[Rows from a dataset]
____________________

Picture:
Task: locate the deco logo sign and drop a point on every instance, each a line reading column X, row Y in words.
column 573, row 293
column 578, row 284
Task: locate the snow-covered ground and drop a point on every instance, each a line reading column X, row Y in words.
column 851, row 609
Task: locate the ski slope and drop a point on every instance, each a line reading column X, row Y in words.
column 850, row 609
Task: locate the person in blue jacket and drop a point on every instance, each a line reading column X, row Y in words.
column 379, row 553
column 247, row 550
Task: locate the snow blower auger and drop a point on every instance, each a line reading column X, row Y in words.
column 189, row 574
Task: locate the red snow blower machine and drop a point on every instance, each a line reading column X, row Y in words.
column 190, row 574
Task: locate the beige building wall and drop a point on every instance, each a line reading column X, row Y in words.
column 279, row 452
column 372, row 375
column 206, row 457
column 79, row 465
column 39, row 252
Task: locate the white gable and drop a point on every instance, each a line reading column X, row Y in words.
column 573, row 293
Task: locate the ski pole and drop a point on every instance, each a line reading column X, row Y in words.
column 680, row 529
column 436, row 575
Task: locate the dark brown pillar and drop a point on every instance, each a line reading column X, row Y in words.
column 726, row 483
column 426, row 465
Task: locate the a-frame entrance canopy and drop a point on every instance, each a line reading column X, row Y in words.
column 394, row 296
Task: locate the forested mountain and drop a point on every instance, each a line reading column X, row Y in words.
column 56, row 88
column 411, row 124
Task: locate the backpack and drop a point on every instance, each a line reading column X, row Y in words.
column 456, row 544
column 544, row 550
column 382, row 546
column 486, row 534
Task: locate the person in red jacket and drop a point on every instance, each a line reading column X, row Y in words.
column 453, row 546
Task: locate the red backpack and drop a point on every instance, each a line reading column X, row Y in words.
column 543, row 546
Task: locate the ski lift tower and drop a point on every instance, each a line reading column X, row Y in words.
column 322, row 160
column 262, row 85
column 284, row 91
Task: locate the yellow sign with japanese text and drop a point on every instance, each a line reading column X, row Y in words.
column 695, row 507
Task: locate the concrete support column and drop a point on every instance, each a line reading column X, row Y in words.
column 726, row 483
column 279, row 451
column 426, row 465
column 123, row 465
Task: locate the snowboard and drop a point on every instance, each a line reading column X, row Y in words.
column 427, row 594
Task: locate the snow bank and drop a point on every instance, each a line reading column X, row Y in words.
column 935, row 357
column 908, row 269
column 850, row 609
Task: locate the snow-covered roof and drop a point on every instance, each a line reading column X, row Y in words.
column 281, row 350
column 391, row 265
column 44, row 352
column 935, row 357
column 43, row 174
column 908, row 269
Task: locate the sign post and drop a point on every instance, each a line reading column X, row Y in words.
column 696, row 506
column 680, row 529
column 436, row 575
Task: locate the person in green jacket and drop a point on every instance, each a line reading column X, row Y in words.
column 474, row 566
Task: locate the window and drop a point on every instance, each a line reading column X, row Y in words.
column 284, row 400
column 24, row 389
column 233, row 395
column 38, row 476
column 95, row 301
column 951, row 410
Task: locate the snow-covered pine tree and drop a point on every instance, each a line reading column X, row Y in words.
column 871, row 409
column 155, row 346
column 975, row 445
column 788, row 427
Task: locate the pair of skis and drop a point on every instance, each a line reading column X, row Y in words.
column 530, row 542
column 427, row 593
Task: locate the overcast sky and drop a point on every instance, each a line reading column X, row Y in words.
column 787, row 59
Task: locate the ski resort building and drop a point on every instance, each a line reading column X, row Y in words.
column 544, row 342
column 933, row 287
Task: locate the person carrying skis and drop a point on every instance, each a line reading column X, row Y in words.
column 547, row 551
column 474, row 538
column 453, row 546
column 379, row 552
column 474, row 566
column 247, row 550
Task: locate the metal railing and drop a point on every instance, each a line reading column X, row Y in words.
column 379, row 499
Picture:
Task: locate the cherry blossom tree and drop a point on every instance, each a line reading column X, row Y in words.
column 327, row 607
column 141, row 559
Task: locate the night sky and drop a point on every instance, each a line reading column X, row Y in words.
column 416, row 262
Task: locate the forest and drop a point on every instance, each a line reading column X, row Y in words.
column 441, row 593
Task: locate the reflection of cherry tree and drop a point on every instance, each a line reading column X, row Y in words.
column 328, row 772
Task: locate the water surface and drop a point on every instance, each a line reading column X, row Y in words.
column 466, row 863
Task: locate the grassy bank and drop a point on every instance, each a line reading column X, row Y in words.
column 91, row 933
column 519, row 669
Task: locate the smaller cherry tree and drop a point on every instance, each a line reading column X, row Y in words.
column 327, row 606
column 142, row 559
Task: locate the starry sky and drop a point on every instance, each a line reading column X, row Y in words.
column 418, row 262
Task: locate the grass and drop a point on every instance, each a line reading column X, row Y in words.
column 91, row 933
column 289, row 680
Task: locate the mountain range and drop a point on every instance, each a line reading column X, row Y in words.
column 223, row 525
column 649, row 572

____________________

Please restate the whole listing word for word.

* RESULT *
Picture:
Task: locate the deco logo sign and drop a point on every instance, each a line reading column X, row Y in words.
column 573, row 293
column 578, row 284
Task: locate the snow-covered ground and drop a point on every instance, each a line reading column X, row Y in words.
column 851, row 609
Task: locate the ski slope and drop a point on every instance, each a line reading column X, row Y in words.
column 850, row 609
Task: locate the person in blue jacket and drop a point on every instance, each a line reading column X, row Y in words.
column 379, row 553
column 247, row 550
Task: locate the snow blower auger and drop a point on every instance, each a line reading column X, row Y in words.
column 189, row 574
Task: locate the red snow blower machine and drop a point on every instance, each a line reading column X, row Y in words.
column 190, row 574
Task: locate the beige building wall and drop a point on every instance, each a line reading column X, row Y in words.
column 279, row 452
column 372, row 375
column 206, row 457
column 79, row 465
column 39, row 252
Task: locate the white gable and drop a point on every instance, each a line reading column X, row Y in words.
column 573, row 293
Task: locate the ski pole and drop a point on every instance, each a line reading column X, row Y in words.
column 680, row 529
column 436, row 575
Task: locate the dark brown pillar and drop a point on every instance, each a line reading column X, row Y in words.
column 726, row 483
column 426, row 465
Task: locate the a-frame entrance canopy and drop a point on every instance, each a line reading column X, row Y in words.
column 394, row 296
Task: locate the forested mountain and drop a point on every instance, each a line reading column X, row Y in words.
column 56, row 88
column 411, row 124
Task: locate the backpack and drop a point on every instance, each a line reading column X, row Y in words.
column 456, row 544
column 544, row 550
column 382, row 546
column 486, row 534
Task: locate the person in red jacket and drop a point on every instance, each a line reading column X, row Y in words.
column 453, row 546
Task: locate the red backpack and drop a point on every instance, each a line reading column X, row Y in words.
column 543, row 546
Task: locate the ski lift tower and drop a point on every instance, each a line reading column X, row Y in words.
column 322, row 160
column 262, row 85
column 284, row 91
Task: locate the yellow sign with japanese text and drop a point on every instance, each a line reading column X, row Y in words.
column 695, row 507
Task: locate the concrete support column and drop a point on every instance, each a line reading column X, row Y in words.
column 726, row 483
column 279, row 451
column 426, row 465
column 123, row 465
Task: locate the snowboard and drop a point on every instance, each a line reading column X, row Y in words.
column 427, row 594
Task: locate the snow bank and drop a point on every instance, each a line reading column X, row Y in words.
column 935, row 357
column 908, row 269
column 850, row 609
Task: locate the snow-covered roof and drop a point on every instance, each a line reading column X, row Y in words.
column 281, row 350
column 391, row 265
column 44, row 352
column 935, row 357
column 43, row 174
column 908, row 269
Task: locate the sign post and drop a point on every instance, each a line reading column X, row Y in words.
column 696, row 506
column 680, row 529
column 436, row 575
Task: locate the person in green jacket and drop a point on every instance, each a line reading column X, row Y in words.
column 474, row 566
Task: locate the window and drop a point on every instance, each a line reading column X, row Y in words.
column 284, row 400
column 24, row 389
column 233, row 395
column 38, row 476
column 95, row 301
column 951, row 410
Task: locate the snow-covered pine tree and drop a point on every instance, each a line reading column X, row Y in words.
column 871, row 409
column 155, row 346
column 975, row 445
column 788, row 427
Task: locate the pair of skis and drop a point on every instance, each a line reading column X, row Y in words.
column 530, row 542
column 427, row 593
Task: locate the overcast sky and drop a point on every instance, each a line reading column X, row Y in words.
column 787, row 59
Task: locate the ski resort building and drop a point on every instance, each a line reading column X, row Y in words.
column 544, row 342
column 933, row 287
Task: locate the person carrying skis and drop a point on every instance, each a line reading column X, row Y in words.
column 547, row 551
column 474, row 538
column 453, row 546
column 379, row 552
column 474, row 566
column 247, row 550
Task: locate the metal railing and drop a point on every instance, each a line reading column X, row Y in words.
column 379, row 499
Picture:
Task: locate the cherry blossom tree and drop a point on every instance, each a line reading column X, row Y in words.
column 327, row 607
column 141, row 559
Task: locate the night sky and drop a point on every instance, each a line reading column X, row Y in words.
column 416, row 262
Task: locate the forest and drop a point on every instance, each a line reading column X, row Y in words.
column 441, row 593
Task: locate the reflection of cherry tree and drop a point on every instance, each a line reading column X, row Y in words.
column 328, row 772
Task: locate the water surface and drop a point on every instance, each a line reading column X, row Y in words.
column 466, row 863
Task: locate the grassy bank and drop a point on every instance, each a line reading column X, row Y in words.
column 91, row 933
column 519, row 669
Task: locate the smaller cherry tree and drop a point on every instance, each a line reading column X, row Y in words.
column 327, row 606
column 142, row 559
Task: locate the starry sky and drop a point on every instance, each a line reading column X, row Y in words.
column 418, row 262
Task: locate the grass and drop a point on every instance, each a line reading column X, row Y in words.
column 91, row 933
column 289, row 680
Task: locate the mountain range and drop a point on every instance, each a line reading column X, row Y in words.
column 223, row 525
column 649, row 572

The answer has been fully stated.